(Beginning of Data extracts)
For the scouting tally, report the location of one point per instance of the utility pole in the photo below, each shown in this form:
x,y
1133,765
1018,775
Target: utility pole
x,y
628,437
(End of Data extracts)
- _Aim of the exercise_
With nothing added or dropped, reproduce all the data exactly.

- _Exercise response_
For the scouting tally, report the location of one point per instance of the utility pole in the photo below, each shown in this form:
x,y
1133,765
1018,775
Target: utility pole
x,y
628,437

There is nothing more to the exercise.